(SELECTED PASSAGE Opens)

Fellow is the highest grade of membership in the EHPS, and Fellowship is recognition of an exceptional contribution. Dr Haukkala is the second EHPS Honorary Fellow from Finland, after prof. emer. Juhani Julkunen (EHPS founding member).
Dr Ari Haukkala has been active in health psychology research since the 1990s. Currently, he is co-director of the Behaviour Change and Wellbeing group at the University of Helsinki. As one of the leading PIs in health psychology in Finland, he has worked in numerous areas and trained a number of students to become active, influential scholars in the area. He has written nearly 100 peer-reviewed articles and book chapters.
Dr Haukkala has made contributions in five main areas of social and health psychology:
After his postdoc at the Harvard Medical School smoking cessation unit, Dr Haukkala worked in the Finnish National Public Health institute relating to youth smoking prevention programs (Vartiainen et al. 2007). Since that, he has served in several national committees relating to smoking prevention and worked in prevention programs in Russia and Bosnia-Herzegovina (funded by the World Bank).
Dr Haukkala was PI in the psychosocial section of the multidisciplinary longitudinal DILGOM study, which aimed to identify factors predicting the development of obesity and metabolic syndrome. His PhD student Hanna Konttinen won the EHPS Early Career award in 2017. This project resulted in several highly cited papers (e.g. Konttinen et al. 2011).
Dr Haukkala has written several original papers and a handbook chapter on the relationships between psychosocial factors and cardiovascular disease, especially related to different anger-related concepts (e.g. Haukkala et al 2010).
The first genetic mutations found to cause the heritable Lynch cancer syndrome were identified among Finnish families in 1993. Since 2000, he has worked with this patient group to examine the psychosocial consequences of genetic testing (Aktan-Collan et al. 2013), how genetic risk information is communicated within families, and how people react to direct contact with untested family members at risk (Aktan-Collan et al. 2007). Recently, Dr Haukkala led an Academy of Finland funded project producing important novel understanding of communicating genetic risk information, with mixed methods (e.g. Vornanen et al. 2019).
Within the EU-funded PRECIOUS program (Nurmi et al. 2019), Dr Haukkala led a team in developing digital versions of motivational interviewing intervention components as part of an app to change multiple health behaviours, and evaluation in a series of n-of-1 RCT studies. Another line of work examines implicit interventions for healthy eating (Aulbach et al. 2019).

(SELECTED PASSAGE Closes)
(EXTRACTED ENTRIES Opens)

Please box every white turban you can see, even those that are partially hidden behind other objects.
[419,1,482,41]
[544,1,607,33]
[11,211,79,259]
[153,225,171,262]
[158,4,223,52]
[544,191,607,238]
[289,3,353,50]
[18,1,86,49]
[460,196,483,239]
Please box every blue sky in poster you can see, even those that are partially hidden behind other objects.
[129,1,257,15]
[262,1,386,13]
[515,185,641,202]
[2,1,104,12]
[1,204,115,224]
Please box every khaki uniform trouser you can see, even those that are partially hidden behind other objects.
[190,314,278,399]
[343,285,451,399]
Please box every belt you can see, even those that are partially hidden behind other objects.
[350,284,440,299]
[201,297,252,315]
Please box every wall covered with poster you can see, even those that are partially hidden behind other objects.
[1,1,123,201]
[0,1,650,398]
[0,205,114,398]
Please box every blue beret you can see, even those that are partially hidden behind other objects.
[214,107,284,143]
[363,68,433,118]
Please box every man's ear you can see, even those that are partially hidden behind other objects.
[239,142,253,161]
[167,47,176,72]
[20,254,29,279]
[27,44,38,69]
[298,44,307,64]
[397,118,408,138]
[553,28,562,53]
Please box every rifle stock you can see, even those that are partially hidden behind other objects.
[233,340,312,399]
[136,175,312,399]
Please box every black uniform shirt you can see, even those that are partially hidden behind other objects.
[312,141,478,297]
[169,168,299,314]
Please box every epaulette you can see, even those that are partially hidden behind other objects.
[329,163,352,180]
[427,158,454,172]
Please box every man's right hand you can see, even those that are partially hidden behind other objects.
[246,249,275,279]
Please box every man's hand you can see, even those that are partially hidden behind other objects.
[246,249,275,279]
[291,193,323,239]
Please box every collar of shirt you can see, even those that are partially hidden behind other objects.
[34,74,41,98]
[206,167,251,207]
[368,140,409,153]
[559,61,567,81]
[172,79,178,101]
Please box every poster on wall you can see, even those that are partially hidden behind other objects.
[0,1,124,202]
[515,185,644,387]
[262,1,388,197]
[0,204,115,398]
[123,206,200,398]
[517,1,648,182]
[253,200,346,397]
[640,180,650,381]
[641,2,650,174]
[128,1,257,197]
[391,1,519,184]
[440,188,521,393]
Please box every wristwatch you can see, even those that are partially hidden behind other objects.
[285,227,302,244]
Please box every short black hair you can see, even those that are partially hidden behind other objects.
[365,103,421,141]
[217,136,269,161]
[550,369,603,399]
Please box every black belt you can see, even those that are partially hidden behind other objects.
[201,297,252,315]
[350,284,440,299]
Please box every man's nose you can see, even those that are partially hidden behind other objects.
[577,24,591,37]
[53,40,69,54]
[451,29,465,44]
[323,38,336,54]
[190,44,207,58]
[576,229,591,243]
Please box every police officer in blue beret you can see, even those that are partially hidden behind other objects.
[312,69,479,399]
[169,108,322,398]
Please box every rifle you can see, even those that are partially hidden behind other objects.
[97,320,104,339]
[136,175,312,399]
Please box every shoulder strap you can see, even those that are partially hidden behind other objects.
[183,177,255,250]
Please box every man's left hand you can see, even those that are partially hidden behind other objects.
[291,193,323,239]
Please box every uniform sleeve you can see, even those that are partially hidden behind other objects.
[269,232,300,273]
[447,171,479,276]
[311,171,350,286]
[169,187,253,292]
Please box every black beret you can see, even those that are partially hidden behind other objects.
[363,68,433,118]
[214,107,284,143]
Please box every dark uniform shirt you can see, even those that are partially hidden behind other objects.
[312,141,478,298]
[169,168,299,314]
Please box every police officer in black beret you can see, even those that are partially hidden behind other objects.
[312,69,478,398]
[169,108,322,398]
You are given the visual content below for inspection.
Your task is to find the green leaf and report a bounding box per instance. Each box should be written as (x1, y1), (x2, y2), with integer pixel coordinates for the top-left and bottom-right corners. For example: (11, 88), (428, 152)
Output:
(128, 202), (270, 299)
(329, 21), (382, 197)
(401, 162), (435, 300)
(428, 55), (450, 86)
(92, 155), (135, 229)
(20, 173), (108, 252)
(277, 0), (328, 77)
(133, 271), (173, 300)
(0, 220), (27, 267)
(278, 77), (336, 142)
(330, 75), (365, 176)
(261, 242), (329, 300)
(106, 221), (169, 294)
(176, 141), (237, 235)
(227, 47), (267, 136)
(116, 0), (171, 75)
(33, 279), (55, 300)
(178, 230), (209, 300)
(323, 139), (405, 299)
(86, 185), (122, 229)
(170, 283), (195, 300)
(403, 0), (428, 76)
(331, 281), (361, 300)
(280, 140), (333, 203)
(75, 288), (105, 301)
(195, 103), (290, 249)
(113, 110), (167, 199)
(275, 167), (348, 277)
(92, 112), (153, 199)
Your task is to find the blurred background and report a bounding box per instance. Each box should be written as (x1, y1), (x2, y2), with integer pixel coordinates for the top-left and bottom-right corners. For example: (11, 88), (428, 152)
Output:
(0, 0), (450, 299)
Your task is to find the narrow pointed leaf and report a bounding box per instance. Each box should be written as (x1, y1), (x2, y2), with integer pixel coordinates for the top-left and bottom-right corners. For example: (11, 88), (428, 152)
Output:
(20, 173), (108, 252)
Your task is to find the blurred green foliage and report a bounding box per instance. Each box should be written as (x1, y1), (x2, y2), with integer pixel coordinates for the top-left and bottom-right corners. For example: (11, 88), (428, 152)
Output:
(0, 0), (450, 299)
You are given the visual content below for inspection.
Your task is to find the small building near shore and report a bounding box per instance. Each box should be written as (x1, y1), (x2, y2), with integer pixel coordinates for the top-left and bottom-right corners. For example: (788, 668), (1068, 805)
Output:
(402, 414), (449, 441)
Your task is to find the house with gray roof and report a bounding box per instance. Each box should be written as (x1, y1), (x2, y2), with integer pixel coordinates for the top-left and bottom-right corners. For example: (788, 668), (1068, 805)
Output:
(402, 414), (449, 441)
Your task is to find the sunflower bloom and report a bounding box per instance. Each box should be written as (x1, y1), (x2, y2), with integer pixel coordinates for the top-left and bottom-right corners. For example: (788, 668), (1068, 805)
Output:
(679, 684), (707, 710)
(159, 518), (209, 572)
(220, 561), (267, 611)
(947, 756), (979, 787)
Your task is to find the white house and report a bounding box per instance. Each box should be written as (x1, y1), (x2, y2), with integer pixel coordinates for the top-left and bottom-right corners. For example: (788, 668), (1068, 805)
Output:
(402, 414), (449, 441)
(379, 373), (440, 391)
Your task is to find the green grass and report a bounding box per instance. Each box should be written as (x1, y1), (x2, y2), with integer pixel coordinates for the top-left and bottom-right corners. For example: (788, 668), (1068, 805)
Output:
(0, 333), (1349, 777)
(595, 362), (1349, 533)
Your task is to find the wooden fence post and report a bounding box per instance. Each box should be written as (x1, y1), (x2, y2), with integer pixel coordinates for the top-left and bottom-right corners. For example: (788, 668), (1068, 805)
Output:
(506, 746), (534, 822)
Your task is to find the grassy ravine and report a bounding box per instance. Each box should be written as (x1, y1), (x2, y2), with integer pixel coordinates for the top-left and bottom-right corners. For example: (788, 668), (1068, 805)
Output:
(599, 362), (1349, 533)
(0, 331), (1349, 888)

(EXTRACTED ENTRIES Closes)

▸ **ACTIVITY LIST**:
[1] In the Haukkala profile, where did Dr Haukkala do his postdoc?
[2] Translate this sentence from the Haukkala profile into Spanish: "He has written nearly 100 peer-reviewed articles and book chapters."
[3] Continue the Haukkala profile from its final sentence.

▸ **RESULTS FOR THE EXERCISE**:
[1] At the Harvard Medical School smoking cessation unit.

[2] Ha escrito casi 100 artículos y capítulos de libro revisados por pares.

[3]
Last but not least, Dr Haukkala has been exceptionally influential in Finland in training a new generation of social and health psychology researchers based in Finland, with almost 20 former or current PhD students or postdocs. These are active scholars in the field of health psychology, whose career paths and opportunities have been greatly influenced by Dr Haukkala: He has ensured a lively research culture in a wide range of health psychology topics in Finland, won and led several grants relevant to health psychology topics, enabling growth of the field.
Ari Haukkala has participated in 12 EHPS conferences since 1995 (Bergen) and several Synergy meetings. He has contributed to EHPS as a member of the scientific committee of the 30th EHPS conference in Aberdeen in 2016, and has organised several symposia in a number of EHPS conferences.
Dr Haukkala has been a frequently sought-after expert and collaborator in Finland, representing health and social psychology knowledge.
Since he started as a university lecturer in Social Psychology at the University of Helsinki in 2003, he has taught courses relevant to social and health psychology. The situation for health psychology in Finland has not been optimal, as there has long been only one professorship in health psychology in the entire country. To respond to the vast demand for this expertise, Dr Haukkala has done his part in representing the perspective of health psychology in numerous ways in Finland in training and advisory panel, and teaching in the health psychology specialisation course arranged by Psykonet, Finnish national network for psychology teaching. As a small nation, the Finnish health sector has created multidisciplinary approaches to implement health psychology to different fields. Dr Haukkala has worked closely with his former employer, the National Public Health Institute (currently: National Institute for Health and Welfare) by creating opportunities for (social) psychology students to work in the field of health research. He is also a founding member of the Finnish Association of Behavioural Medicine since 1993 and has been an active member in the Finnish Society of Social Medicine, where he has actively brought health psychology expertise to the forefront.
Also currently, he serves an invited member of the scientific advisory board of the Smokefree Finland 2030, as well as the health psychology representative in a major P5 study that aims to understand influences of genomic testing on health behaviour and that will influence Finnish health care practice.